Contour labeling entries:
┌────────
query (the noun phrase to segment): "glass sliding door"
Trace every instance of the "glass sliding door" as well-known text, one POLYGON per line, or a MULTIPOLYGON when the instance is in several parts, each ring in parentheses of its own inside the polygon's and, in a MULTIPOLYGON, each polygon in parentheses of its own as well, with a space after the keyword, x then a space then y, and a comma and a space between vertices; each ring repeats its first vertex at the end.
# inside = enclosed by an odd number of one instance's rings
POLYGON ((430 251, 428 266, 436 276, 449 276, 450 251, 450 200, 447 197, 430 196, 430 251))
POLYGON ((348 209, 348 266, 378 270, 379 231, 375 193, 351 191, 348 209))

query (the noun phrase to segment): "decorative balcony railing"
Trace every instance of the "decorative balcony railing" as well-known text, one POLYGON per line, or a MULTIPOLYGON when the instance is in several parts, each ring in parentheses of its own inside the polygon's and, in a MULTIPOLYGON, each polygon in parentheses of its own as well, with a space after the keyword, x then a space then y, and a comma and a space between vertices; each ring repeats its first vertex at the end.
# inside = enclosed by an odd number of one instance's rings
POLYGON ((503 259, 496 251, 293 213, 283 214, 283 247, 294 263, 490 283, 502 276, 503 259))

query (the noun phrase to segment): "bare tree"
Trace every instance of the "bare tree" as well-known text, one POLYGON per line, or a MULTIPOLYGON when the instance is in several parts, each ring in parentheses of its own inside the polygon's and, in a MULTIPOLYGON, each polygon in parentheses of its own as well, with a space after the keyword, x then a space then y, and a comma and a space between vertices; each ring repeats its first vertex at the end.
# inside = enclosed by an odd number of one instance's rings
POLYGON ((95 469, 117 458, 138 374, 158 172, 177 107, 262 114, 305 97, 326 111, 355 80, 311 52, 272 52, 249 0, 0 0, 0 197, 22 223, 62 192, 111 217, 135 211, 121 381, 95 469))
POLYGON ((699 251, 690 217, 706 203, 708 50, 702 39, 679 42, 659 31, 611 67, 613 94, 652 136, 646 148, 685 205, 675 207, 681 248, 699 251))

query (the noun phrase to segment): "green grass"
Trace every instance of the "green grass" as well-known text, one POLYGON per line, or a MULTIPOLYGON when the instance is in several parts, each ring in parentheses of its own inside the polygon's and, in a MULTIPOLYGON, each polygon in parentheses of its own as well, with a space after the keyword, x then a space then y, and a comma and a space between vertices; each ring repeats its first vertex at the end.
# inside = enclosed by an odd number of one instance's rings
└────────
WORK TO BE COMPLETED>
Transcribe the data. Leave every line exactly as it is.

THE RESPONSE>
query (the noun phrase to segment): "glass sliding door"
Trace every instance of the "glass sliding door" as well-known text, one POLYGON per line, or a MULTIPOLYGON when the instance is in several parts, each ring in parentheses of its own inside the polygon's and, in a MULTIPOLYGON, each polygon in parentheses of its own as well, with a space after the keyword, x then a space then y, and a comma and a space between vertices; each ring repeats its first vertex at the end.
# inside = enclosed by an odd number of one instance's rings
POLYGON ((430 251, 428 266, 436 276, 449 276, 450 251, 450 200, 447 197, 430 196, 430 251))
POLYGON ((348 209, 348 266, 378 270, 379 231, 375 193, 351 191, 348 209))

query (the noun phrase to segment): "decorative balcony railing"
Trace every instance of the "decorative balcony railing" as well-known text, one POLYGON per line, or a MULTIPOLYGON when the instance is in several parts, each ring in parentheses of its own inside the polygon's and, in a MULTIPOLYGON, each polygon in parentheses of its own as well, with a space after the keyword, x then a space then y, and a comma and a space between vertices; each ring repeats its first vertex at the end.
# inside = enclosed by an odd number of one instance's rings
POLYGON ((503 259, 496 251, 293 213, 283 214, 283 247, 294 263, 490 283, 502 276, 503 259))

query (the noun phrase to segment): "bare tree"
Trace every instance of the "bare tree" as well-known text, one POLYGON per line, or a MULTIPOLYGON when the instance is in several parts, each ring in parentheses of its own inside the polygon's and, in a MULTIPOLYGON, each polygon in parentheses of its own as well, with a space after the keyword, x then a space then y, and a comma and a space between vertices; each ring repeats its first vertex at the end.
# inside = enclosed by an odd number of one instance's rings
POLYGON ((95 469, 117 458, 138 374, 158 172, 177 107, 262 114, 305 97, 326 111, 355 80, 311 52, 272 52, 249 0, 0 0, 0 197, 22 223, 62 192, 111 217, 135 211, 121 381, 95 469))
POLYGON ((699 251, 690 217, 706 203, 708 50, 702 39, 679 42, 659 31, 611 67, 613 94, 652 136, 646 148, 685 205, 675 207, 681 248, 699 251))

query (the noun phrase to segment): "green grass"
Trace every instance of the "green grass" as well-known text, one POLYGON per line, or a MULTIPOLYGON when the instance is in several parts, each ring in parentheses of its own inside the polygon's and, in a MULTIPOLYGON, each polygon in parentheses of its own as well, with a space after the keyword, x then a space then y, and a comma and a space between vertices; each ring repeats its first vertex at the end.
# inside = enclosed by an odd number of one instance's rings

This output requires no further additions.